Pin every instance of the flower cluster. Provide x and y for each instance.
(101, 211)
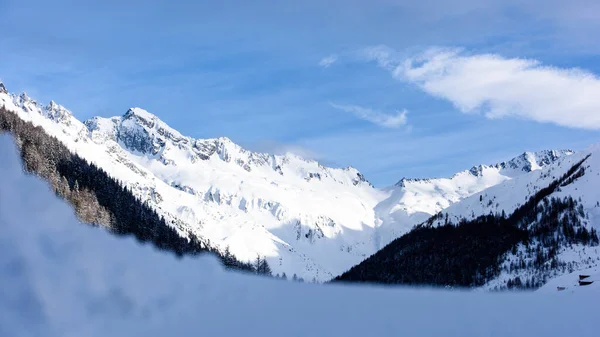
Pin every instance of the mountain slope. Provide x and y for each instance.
(305, 218)
(519, 233)
(63, 279)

PROMPT - In the answer, the entries should be restated verbatim, with all pictures omitted.

ANSWER FOR THIS EXERCISE -
Pin every instance of the flower cluster. Provide x and y for each instance.
(101, 211)
Pin every instance of the mountain slope. Provide x and y for each instance.
(305, 218)
(519, 233)
(63, 279)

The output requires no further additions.